START Entries provided

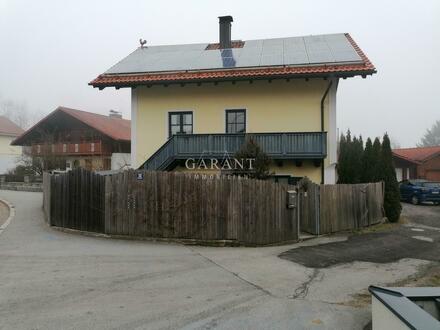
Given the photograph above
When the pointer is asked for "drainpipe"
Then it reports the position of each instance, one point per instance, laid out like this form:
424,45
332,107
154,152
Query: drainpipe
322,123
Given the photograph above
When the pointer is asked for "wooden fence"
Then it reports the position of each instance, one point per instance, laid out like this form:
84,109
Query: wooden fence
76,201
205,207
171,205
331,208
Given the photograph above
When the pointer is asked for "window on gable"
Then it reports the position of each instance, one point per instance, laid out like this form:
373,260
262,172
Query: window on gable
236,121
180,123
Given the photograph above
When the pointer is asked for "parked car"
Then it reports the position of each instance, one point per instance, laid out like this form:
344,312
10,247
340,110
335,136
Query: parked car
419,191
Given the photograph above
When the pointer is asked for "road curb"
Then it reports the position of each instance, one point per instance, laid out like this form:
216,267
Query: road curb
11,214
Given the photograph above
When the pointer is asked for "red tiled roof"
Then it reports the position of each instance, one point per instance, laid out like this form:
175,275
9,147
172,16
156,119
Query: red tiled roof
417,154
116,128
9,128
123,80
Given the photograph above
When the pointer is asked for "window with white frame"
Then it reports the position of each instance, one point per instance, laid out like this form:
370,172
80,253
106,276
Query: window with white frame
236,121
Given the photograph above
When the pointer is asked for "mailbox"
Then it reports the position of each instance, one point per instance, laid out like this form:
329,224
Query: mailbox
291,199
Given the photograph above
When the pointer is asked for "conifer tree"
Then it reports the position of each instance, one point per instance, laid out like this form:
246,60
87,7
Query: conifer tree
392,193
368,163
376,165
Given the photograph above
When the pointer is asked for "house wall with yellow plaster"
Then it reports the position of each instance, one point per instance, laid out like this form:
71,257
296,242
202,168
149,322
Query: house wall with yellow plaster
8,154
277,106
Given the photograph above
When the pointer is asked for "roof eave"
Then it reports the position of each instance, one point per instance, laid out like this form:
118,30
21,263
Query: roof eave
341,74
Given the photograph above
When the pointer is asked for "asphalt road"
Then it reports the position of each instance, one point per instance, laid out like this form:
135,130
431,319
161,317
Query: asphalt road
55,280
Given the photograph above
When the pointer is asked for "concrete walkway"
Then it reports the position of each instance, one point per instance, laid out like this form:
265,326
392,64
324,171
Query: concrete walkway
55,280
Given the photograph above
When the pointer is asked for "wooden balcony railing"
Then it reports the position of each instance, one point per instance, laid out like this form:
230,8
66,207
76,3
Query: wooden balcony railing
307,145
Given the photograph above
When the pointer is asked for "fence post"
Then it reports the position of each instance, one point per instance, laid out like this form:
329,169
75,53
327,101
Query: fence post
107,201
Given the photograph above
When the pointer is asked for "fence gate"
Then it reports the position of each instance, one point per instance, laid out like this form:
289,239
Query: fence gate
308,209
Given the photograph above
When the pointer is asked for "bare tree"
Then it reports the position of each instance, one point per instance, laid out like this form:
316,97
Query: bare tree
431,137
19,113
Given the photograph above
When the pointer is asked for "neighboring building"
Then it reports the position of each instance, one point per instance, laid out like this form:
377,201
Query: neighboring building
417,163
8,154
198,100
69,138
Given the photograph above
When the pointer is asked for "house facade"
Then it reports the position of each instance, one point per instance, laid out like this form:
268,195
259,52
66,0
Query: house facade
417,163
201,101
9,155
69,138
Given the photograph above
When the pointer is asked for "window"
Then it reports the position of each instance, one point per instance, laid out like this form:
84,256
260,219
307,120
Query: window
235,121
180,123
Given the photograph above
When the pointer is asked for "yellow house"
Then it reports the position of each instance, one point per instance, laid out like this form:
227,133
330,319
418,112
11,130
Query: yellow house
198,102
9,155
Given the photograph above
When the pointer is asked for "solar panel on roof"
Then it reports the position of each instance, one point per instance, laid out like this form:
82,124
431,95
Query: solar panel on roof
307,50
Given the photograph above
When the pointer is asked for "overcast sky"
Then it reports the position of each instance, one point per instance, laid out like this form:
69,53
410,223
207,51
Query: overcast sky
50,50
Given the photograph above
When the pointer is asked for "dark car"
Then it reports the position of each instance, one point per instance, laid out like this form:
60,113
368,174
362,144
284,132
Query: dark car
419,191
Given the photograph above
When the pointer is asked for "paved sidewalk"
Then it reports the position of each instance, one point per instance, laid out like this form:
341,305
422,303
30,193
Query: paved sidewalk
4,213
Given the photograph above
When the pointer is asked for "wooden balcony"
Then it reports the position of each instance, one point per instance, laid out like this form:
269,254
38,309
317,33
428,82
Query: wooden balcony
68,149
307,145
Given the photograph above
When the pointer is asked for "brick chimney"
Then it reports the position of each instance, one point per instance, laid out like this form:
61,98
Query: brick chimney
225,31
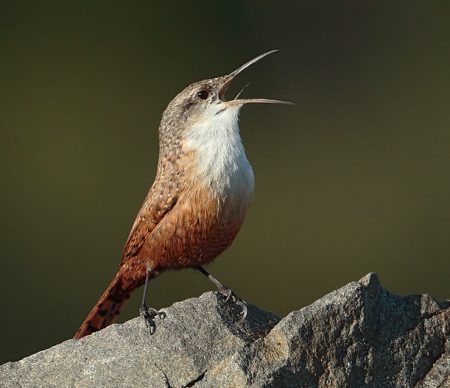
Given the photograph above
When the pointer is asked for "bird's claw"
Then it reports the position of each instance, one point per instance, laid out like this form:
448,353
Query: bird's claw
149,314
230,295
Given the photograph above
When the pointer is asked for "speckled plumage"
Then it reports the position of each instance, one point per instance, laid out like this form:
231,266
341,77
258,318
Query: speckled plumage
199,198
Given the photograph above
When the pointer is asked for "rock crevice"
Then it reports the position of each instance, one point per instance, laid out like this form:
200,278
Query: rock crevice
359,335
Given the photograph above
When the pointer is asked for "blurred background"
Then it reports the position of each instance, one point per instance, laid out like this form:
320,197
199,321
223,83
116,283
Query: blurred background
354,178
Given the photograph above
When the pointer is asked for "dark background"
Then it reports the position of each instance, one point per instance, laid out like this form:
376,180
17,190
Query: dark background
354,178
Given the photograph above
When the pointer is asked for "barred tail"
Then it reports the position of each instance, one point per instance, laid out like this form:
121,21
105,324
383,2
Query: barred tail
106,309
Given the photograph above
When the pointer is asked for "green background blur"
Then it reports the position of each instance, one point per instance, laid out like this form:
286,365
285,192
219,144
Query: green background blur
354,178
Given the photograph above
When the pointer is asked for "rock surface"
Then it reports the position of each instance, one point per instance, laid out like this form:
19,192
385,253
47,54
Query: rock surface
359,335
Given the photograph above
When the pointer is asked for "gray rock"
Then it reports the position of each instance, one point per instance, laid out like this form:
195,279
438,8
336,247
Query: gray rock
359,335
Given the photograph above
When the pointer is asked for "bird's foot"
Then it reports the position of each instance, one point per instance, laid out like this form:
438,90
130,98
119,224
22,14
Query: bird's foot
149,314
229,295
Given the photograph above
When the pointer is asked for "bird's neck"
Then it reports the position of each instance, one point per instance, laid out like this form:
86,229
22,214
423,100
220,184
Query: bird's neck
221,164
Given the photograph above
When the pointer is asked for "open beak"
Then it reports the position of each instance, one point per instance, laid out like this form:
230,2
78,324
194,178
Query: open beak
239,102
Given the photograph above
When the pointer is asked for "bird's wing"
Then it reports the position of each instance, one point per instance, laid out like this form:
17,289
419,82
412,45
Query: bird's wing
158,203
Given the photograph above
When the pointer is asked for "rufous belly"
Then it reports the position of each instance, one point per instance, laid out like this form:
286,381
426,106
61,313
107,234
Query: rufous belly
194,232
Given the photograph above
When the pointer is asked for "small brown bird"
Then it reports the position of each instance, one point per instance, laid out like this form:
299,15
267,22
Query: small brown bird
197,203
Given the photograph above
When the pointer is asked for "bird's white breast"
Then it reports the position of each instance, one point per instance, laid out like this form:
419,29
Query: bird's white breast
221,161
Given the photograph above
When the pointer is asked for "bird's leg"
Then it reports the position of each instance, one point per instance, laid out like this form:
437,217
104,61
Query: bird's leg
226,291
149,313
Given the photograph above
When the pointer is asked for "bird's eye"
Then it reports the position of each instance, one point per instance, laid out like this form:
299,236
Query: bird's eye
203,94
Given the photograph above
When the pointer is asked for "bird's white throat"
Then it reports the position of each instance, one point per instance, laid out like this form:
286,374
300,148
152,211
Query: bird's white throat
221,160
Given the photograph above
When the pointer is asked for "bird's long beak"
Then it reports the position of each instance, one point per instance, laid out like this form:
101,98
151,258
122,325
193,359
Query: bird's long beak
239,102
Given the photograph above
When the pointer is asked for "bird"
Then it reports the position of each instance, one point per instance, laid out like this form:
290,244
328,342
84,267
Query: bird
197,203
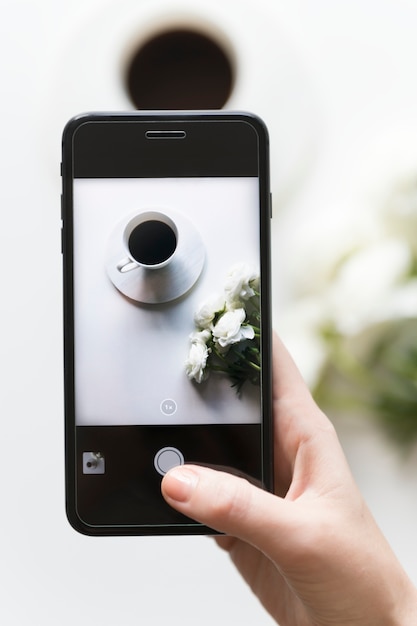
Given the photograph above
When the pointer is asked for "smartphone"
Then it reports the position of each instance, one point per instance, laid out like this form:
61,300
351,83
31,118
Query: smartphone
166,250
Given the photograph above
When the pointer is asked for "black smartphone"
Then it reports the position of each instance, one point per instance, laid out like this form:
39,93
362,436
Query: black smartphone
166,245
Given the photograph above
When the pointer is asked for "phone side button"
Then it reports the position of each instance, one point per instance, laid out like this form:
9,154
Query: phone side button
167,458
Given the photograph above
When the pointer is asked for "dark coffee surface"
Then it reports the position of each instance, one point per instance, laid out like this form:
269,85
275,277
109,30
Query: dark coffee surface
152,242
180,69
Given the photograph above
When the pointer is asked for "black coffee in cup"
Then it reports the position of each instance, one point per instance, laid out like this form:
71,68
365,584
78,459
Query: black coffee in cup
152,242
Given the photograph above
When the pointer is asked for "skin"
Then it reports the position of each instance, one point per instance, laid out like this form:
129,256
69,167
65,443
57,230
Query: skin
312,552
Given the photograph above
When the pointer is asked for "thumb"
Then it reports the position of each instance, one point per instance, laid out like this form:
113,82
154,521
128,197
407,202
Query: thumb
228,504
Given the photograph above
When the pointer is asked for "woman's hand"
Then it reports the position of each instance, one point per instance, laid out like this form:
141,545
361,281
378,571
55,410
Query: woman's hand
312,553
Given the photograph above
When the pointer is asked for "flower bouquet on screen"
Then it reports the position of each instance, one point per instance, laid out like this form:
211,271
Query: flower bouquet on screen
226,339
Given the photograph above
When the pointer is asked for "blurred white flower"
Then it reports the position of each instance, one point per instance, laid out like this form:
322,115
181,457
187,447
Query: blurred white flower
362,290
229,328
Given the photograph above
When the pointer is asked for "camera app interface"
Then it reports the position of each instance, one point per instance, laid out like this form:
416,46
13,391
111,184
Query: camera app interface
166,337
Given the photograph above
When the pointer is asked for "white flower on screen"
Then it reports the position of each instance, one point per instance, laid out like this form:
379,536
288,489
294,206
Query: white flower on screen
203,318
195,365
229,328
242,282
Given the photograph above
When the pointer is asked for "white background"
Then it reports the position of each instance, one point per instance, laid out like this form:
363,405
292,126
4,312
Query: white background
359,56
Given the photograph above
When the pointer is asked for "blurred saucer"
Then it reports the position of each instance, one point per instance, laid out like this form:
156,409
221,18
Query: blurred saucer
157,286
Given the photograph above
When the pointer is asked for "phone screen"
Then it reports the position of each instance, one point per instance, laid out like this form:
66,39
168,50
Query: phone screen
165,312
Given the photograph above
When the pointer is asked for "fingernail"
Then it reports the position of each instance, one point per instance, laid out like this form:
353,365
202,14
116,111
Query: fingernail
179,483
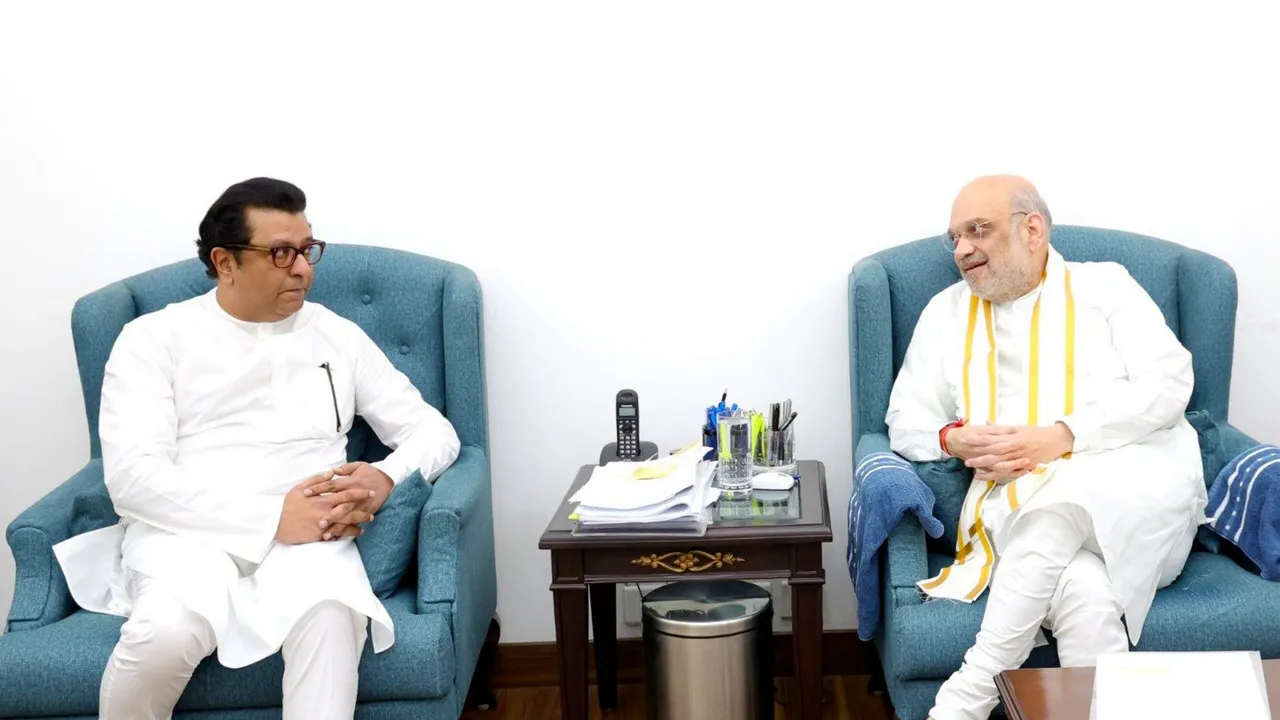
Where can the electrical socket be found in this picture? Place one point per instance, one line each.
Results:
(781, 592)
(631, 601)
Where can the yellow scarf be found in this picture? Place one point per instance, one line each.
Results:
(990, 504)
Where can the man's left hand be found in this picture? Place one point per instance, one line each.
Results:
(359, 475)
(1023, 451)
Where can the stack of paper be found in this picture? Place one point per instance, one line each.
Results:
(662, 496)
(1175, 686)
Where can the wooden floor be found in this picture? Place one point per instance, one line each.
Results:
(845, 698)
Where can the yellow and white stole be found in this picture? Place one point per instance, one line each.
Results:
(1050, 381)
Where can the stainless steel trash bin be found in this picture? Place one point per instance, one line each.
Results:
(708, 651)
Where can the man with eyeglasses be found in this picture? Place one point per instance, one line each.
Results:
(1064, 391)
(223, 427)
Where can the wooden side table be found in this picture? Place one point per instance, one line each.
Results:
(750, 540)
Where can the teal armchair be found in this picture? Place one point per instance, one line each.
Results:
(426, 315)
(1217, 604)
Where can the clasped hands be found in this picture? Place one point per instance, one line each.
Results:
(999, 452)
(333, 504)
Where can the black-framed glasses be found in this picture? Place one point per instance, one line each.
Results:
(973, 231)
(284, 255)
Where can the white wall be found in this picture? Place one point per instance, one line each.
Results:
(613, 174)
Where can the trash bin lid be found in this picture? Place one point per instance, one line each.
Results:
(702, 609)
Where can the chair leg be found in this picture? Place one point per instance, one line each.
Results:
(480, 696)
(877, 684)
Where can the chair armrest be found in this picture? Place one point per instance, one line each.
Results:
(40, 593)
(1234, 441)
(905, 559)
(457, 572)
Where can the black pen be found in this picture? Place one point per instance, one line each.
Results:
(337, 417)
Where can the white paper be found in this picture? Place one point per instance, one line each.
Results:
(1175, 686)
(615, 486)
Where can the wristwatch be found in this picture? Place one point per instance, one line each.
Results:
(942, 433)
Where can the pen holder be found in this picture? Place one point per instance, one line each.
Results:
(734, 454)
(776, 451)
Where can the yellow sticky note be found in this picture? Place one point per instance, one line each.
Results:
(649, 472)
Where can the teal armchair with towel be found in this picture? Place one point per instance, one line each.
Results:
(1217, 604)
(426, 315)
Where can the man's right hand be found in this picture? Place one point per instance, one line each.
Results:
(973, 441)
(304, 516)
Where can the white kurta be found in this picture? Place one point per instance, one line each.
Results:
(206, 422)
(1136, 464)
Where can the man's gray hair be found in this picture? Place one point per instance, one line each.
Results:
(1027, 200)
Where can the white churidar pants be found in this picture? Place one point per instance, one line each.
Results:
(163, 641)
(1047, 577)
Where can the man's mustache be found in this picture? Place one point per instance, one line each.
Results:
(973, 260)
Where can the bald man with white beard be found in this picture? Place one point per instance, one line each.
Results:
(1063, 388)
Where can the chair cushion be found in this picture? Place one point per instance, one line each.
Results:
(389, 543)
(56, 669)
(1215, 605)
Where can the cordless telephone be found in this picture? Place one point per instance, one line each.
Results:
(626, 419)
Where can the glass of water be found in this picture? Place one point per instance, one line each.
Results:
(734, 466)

END Entries provided

● **Task goal**
Search the records for the string "paper" and report each line that has it.

● **Output of the exercise**
Where can the stack of paper be found in this picture? Place one point per instance, one line each.
Where can the white paper be found in this picture? Place one point per instance, one line each.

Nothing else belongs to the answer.